**WRITTEN EXERCISE**
Find each line of the records that follow containing the word "below", and copy those lines out in full. Case counts, so match capital and lowercase letters exactly.
BEGIN RECORDS FOR PROCESSING
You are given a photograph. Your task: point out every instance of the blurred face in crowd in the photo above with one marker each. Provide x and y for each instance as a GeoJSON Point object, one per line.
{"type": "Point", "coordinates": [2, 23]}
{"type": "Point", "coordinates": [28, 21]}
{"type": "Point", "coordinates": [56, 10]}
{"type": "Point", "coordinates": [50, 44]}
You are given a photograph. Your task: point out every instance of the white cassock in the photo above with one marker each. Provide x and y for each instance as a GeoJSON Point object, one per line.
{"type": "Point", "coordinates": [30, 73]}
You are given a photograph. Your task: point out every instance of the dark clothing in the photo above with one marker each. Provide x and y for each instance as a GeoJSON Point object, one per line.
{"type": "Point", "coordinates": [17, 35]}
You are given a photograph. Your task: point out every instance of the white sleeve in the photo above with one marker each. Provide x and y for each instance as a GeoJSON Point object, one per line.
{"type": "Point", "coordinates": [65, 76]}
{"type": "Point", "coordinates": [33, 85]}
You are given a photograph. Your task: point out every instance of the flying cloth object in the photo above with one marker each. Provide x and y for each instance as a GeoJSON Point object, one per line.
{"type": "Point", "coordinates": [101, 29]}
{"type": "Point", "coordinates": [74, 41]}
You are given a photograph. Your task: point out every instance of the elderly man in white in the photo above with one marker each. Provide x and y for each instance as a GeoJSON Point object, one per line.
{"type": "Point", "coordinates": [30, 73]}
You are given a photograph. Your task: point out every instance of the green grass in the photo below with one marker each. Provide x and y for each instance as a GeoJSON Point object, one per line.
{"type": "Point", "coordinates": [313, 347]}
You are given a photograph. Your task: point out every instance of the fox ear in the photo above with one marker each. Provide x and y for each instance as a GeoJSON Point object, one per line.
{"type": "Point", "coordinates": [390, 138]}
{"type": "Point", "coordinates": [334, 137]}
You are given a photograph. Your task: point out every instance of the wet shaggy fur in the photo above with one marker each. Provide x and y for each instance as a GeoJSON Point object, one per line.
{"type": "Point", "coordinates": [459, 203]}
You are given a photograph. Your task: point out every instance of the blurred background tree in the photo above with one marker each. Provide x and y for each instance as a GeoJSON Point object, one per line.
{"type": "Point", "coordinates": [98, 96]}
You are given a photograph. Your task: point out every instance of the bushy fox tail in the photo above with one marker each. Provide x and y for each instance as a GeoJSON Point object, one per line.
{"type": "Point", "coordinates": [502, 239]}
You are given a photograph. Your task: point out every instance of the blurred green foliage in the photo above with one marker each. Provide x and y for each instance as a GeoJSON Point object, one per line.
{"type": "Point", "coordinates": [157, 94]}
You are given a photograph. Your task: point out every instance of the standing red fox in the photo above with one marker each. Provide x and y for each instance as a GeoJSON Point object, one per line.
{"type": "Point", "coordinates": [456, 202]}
END RECORDS FOR PROCESSING
BEGIN RECORDS FOR PROCESSING
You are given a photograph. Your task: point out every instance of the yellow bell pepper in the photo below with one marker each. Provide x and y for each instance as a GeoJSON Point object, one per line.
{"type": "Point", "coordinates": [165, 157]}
END RECORDS FOR PROCESSING
**RESPONSE TO THE EXERCISE**
You are given a photograph. Your task: point out every instance of the green grass in the photo below with one marker each. Provide x and y for each instance as a GeoJSON Point object, one per line.
You are given a photograph. Your task: point out every instance of the yellow bell pepper in the photo below with one marker each. Provide x and y for each instance as a GeoJSON Point object, one per line.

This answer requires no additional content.